(About this task)
Using the Blind Vaysha text below, answer these:
(a) What did the old medicine women believe about Vaysha?
(b) Where does Ushev say the project began?
(c) About how long did the film take him to make?

(Text)
◇ ◇ ◇ ◇

When Vaysha explains her condition, a group of old medicine women, believing she is cursed, attempt to cure her by giving her ineffective herbal remedies and placing animal body parts on her eyes. When nothing works, the old women go home in defeat.

Vaysha then grows up, her two-coloured eyes amplifying her beauty. But when she meets her suitors however, she sees them as boys and as old men.

Even at night, when Vaysha is asleep, her double-vision affects her dreams: she sees herself as a little girl and a dead old woman, and once sees the beginning and the end of the world.

Tired of her disability, Vaysha finds herself in a lose-lose situation: if she removes her left eye, she will only see horrifying visions of the future; if she removes her right eye, she will be comforted but always see her parents as children.

Like the short story it is based on, the film has no proper ending and the narrator warns the audience to live in the present rather than seek comfort in what was lost and could never be retrieved, and to avoid fearing what might happen next.

==Development==
Ushev has stated that the project began at Fontevraud Abbey in France, where he worked for a month on the story and was inspired by medieval drawing. He did fifty paintings during his stay in Maine-et-Loire, drawing inspiration from the Abbey's architecture and with the design of the film's central character influenced by paintings of Eleanor of Aquitaine.

Ushev was already working with a text by Gospodinov for an upcoming film when he and a group of friends had the idea of making "an omnibus out of some of his short stories." While reading them, Ushev was captivated by the story of Blind Vaysha, which immediately struck him as being suited to his style of filmmaking.

==Production==
The film was animated on a Cintiq tablet in a linocut-style, a medium Ushev had worked with since the age of 12. Ushev sought to reproduce the visual artifacts of the linocut technique by never using the "Undo" command on his computer while drawing: "Because with linocut, once your hand carves it, it is gone. You cannot put the black back. This creates a natural feeling of the unpredictable, of mistakes and the holy imperfection of the image—which is the basis of every creation." Ushev has estimated he did between 12,000 and 13,000 drawings for the film, which took him about six months to make. As with two of Ushev's earlier films, Drux Flux and Gloria Victoria, Blind Vaysha was produced as a 3D film.

◇ ◇ ◇ ◇

(Dataset)
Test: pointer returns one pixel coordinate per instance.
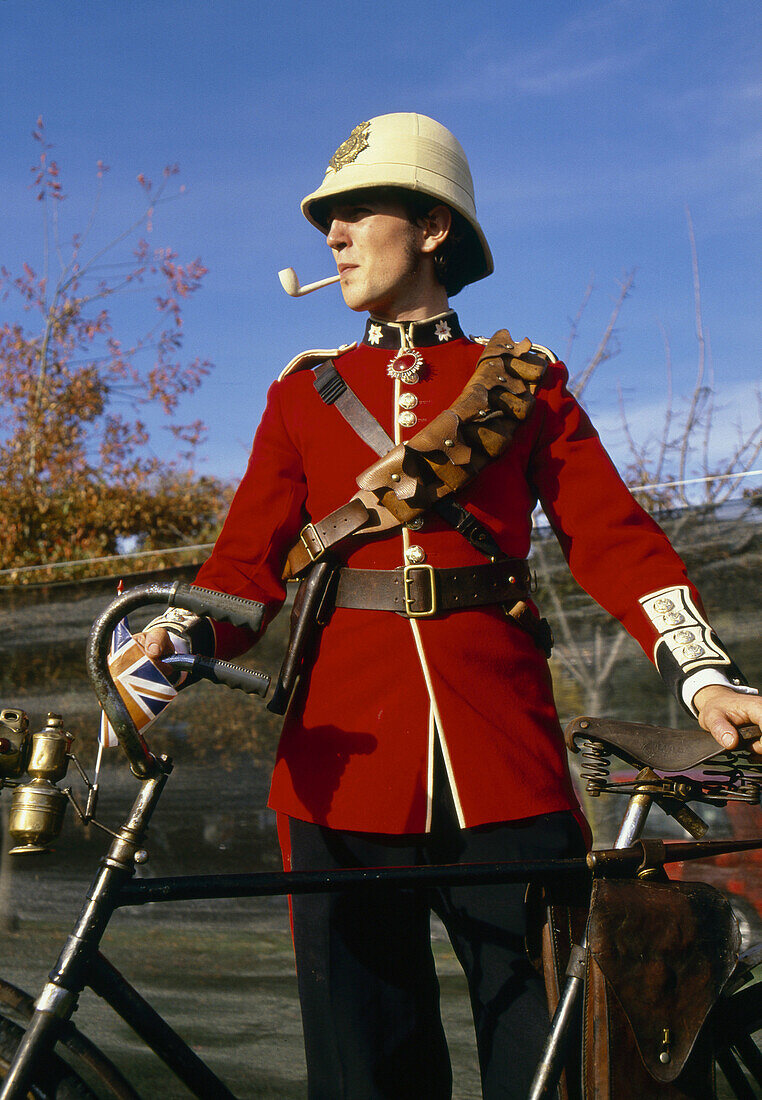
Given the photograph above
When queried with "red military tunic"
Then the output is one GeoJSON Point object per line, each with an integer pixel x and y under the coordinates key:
{"type": "Point", "coordinates": [356, 750]}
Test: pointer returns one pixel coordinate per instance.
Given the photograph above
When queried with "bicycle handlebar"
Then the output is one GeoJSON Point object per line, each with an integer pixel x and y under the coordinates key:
{"type": "Point", "coordinates": [202, 602]}
{"type": "Point", "coordinates": [219, 672]}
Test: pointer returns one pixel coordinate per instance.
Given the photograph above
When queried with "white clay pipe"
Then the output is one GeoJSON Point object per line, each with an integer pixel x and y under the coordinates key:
{"type": "Point", "coordinates": [289, 281]}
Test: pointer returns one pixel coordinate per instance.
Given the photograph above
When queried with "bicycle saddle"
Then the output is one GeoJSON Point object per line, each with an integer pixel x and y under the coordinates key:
{"type": "Point", "coordinates": [652, 746]}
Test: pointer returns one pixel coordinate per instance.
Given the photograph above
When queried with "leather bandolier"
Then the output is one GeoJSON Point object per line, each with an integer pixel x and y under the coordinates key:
{"type": "Point", "coordinates": [408, 481]}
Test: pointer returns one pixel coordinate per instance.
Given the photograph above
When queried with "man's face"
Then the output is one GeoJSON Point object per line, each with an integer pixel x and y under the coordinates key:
{"type": "Point", "coordinates": [378, 253]}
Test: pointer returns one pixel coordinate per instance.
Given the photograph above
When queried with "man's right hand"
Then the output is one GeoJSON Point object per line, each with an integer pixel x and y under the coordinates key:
{"type": "Point", "coordinates": [155, 644]}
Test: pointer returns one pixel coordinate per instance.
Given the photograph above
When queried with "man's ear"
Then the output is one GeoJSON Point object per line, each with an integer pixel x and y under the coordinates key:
{"type": "Point", "coordinates": [435, 226]}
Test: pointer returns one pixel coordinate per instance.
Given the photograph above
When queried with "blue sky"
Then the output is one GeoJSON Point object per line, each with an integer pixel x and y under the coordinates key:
{"type": "Point", "coordinates": [589, 127]}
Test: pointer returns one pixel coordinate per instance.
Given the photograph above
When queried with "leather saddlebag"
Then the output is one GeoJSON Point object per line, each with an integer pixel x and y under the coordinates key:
{"type": "Point", "coordinates": [660, 954]}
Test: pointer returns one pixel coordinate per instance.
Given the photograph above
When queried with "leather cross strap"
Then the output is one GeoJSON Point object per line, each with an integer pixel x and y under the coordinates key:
{"type": "Point", "coordinates": [440, 459]}
{"type": "Point", "coordinates": [421, 591]}
{"type": "Point", "coordinates": [333, 391]}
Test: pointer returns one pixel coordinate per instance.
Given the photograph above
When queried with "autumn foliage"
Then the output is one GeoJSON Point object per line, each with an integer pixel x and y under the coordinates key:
{"type": "Point", "coordinates": [77, 471]}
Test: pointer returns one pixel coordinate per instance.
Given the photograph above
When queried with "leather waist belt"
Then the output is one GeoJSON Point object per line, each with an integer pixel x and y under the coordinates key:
{"type": "Point", "coordinates": [422, 591]}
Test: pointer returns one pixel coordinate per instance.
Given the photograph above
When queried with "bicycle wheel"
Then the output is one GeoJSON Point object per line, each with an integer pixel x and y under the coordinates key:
{"type": "Point", "coordinates": [737, 1033]}
{"type": "Point", "coordinates": [54, 1080]}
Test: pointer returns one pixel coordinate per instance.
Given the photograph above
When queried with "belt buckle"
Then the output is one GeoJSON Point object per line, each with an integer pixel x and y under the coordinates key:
{"type": "Point", "coordinates": [407, 582]}
{"type": "Point", "coordinates": [310, 531]}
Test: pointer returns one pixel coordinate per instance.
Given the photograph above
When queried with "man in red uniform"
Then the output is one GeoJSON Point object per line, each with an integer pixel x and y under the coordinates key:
{"type": "Point", "coordinates": [426, 729]}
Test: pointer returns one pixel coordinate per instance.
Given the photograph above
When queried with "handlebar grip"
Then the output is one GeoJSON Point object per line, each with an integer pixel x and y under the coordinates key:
{"type": "Point", "coordinates": [220, 672]}
{"type": "Point", "coordinates": [218, 605]}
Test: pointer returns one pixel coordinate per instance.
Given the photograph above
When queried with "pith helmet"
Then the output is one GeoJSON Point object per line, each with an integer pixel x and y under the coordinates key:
{"type": "Point", "coordinates": [415, 153]}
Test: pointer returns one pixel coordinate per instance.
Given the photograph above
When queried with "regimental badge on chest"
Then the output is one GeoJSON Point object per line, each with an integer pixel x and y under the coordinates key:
{"type": "Point", "coordinates": [407, 365]}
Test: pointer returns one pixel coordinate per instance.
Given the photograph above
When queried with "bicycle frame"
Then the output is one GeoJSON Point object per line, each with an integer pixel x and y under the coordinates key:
{"type": "Point", "coordinates": [81, 964]}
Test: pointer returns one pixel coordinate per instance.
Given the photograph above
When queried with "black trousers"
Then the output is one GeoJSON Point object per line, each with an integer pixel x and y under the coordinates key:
{"type": "Point", "coordinates": [367, 985]}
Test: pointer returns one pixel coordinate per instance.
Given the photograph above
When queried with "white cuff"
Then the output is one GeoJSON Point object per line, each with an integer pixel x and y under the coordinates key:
{"type": "Point", "coordinates": [706, 679]}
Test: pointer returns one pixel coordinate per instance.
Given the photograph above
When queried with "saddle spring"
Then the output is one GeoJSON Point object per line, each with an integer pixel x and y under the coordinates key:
{"type": "Point", "coordinates": [595, 767]}
{"type": "Point", "coordinates": [738, 783]}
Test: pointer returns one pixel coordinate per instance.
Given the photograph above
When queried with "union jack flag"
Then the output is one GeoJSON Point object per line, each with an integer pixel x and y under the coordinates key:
{"type": "Point", "coordinates": [144, 689]}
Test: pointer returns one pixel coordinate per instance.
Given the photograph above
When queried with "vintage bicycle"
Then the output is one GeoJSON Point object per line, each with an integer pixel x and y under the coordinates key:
{"type": "Point", "coordinates": [684, 989]}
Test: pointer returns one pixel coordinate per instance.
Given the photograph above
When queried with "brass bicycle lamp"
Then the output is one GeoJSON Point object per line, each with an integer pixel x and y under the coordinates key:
{"type": "Point", "coordinates": [37, 807]}
{"type": "Point", "coordinates": [14, 744]}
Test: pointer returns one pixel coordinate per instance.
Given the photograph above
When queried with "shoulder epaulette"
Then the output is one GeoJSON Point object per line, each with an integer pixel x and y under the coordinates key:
{"type": "Point", "coordinates": [543, 351]}
{"type": "Point", "coordinates": [306, 360]}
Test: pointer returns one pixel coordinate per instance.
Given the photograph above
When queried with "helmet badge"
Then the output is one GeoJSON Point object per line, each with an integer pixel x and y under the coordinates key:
{"type": "Point", "coordinates": [350, 149]}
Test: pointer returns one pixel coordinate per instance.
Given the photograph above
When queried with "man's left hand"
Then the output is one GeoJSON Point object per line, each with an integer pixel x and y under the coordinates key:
{"type": "Point", "coordinates": [721, 711]}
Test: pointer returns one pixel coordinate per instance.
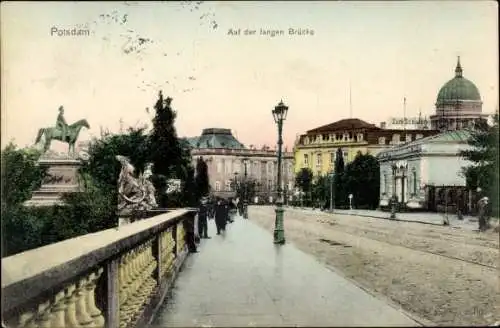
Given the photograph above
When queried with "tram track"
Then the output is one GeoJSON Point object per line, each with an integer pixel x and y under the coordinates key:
{"type": "Point", "coordinates": [384, 240]}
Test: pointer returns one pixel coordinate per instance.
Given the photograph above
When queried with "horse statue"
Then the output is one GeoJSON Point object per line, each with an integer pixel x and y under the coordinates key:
{"type": "Point", "coordinates": [53, 133]}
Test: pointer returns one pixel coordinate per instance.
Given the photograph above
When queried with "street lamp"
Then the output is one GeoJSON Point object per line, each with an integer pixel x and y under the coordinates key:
{"type": "Point", "coordinates": [332, 197]}
{"type": "Point", "coordinates": [279, 114]}
{"type": "Point", "coordinates": [245, 195]}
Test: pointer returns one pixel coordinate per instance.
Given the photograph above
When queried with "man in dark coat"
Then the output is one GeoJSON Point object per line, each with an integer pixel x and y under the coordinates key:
{"type": "Point", "coordinates": [203, 219]}
{"type": "Point", "coordinates": [220, 216]}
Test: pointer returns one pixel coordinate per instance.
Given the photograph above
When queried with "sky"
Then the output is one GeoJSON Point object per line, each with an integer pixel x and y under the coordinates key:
{"type": "Point", "coordinates": [376, 52]}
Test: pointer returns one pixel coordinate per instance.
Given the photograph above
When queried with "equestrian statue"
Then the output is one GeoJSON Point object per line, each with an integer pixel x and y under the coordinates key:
{"type": "Point", "coordinates": [62, 132]}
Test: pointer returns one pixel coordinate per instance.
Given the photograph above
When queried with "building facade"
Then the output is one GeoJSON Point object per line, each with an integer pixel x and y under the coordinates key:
{"type": "Point", "coordinates": [226, 158]}
{"type": "Point", "coordinates": [458, 104]}
{"type": "Point", "coordinates": [426, 174]}
{"type": "Point", "coordinates": [317, 148]}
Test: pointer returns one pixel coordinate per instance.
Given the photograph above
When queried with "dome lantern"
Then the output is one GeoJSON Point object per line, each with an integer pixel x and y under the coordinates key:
{"type": "Point", "coordinates": [458, 69]}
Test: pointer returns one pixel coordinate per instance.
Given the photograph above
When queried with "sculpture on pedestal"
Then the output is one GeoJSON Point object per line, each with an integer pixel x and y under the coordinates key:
{"type": "Point", "coordinates": [136, 196]}
{"type": "Point", "coordinates": [62, 132]}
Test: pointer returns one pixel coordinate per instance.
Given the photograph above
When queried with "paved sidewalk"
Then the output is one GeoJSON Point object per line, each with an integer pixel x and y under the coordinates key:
{"type": "Point", "coordinates": [468, 223]}
{"type": "Point", "coordinates": [242, 279]}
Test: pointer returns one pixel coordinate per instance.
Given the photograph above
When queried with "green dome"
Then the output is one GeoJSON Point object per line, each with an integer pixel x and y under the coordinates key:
{"type": "Point", "coordinates": [458, 88]}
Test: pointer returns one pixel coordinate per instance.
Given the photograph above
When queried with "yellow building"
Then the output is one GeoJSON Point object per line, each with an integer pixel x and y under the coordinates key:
{"type": "Point", "coordinates": [317, 148]}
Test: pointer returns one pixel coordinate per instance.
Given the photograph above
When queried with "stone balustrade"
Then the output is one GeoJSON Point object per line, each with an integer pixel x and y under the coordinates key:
{"type": "Point", "coordinates": [115, 278]}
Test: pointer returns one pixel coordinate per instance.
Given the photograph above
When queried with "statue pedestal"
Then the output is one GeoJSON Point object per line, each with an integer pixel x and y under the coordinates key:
{"type": "Point", "coordinates": [62, 178]}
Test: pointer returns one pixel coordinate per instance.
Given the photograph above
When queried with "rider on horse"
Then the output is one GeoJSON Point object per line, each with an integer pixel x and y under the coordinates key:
{"type": "Point", "coordinates": [61, 124]}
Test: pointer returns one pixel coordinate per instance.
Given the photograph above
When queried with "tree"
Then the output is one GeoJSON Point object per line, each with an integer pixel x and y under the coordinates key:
{"type": "Point", "coordinates": [21, 174]}
{"type": "Point", "coordinates": [483, 172]}
{"type": "Point", "coordinates": [165, 149]}
{"type": "Point", "coordinates": [362, 180]}
{"type": "Point", "coordinates": [202, 179]}
{"type": "Point", "coordinates": [245, 189]}
{"type": "Point", "coordinates": [170, 155]}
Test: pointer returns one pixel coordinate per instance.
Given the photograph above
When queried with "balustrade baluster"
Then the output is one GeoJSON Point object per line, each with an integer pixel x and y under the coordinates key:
{"type": "Point", "coordinates": [92, 309]}
{"type": "Point", "coordinates": [81, 303]}
{"type": "Point", "coordinates": [59, 310]}
{"type": "Point", "coordinates": [70, 312]}
{"type": "Point", "coordinates": [25, 320]}
{"type": "Point", "coordinates": [44, 315]}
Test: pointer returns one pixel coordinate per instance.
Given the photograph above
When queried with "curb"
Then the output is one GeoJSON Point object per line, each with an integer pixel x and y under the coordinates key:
{"type": "Point", "coordinates": [385, 218]}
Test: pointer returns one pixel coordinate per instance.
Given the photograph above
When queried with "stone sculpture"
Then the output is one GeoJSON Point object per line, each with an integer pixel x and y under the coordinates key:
{"type": "Point", "coordinates": [67, 133]}
{"type": "Point", "coordinates": [136, 196]}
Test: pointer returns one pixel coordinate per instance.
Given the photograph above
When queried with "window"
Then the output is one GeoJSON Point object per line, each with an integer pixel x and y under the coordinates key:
{"type": "Point", "coordinates": [237, 166]}
{"type": "Point", "coordinates": [227, 166]}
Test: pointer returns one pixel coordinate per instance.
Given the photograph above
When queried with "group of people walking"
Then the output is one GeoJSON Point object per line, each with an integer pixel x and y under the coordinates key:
{"type": "Point", "coordinates": [222, 210]}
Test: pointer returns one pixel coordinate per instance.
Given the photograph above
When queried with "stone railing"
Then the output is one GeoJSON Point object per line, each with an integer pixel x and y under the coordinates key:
{"type": "Point", "coordinates": [114, 278]}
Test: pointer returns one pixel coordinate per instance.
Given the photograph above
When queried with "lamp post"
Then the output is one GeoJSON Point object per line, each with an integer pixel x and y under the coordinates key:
{"type": "Point", "coordinates": [332, 198]}
{"type": "Point", "coordinates": [279, 114]}
{"type": "Point", "coordinates": [245, 194]}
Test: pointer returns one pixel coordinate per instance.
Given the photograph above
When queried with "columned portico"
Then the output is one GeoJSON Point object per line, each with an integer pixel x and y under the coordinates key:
{"type": "Point", "coordinates": [400, 177]}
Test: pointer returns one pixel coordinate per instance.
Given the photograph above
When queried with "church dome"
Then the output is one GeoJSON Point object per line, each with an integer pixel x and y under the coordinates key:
{"type": "Point", "coordinates": [458, 88]}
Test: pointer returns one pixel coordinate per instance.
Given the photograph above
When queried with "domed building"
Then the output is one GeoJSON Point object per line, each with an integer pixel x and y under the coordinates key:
{"type": "Point", "coordinates": [458, 104]}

◇ ◇ ◇ ◇

(Solution for this exercise)
(a) They believed she was cursed.
(b) At Fontevraud Abbey in France.
(c) About six months.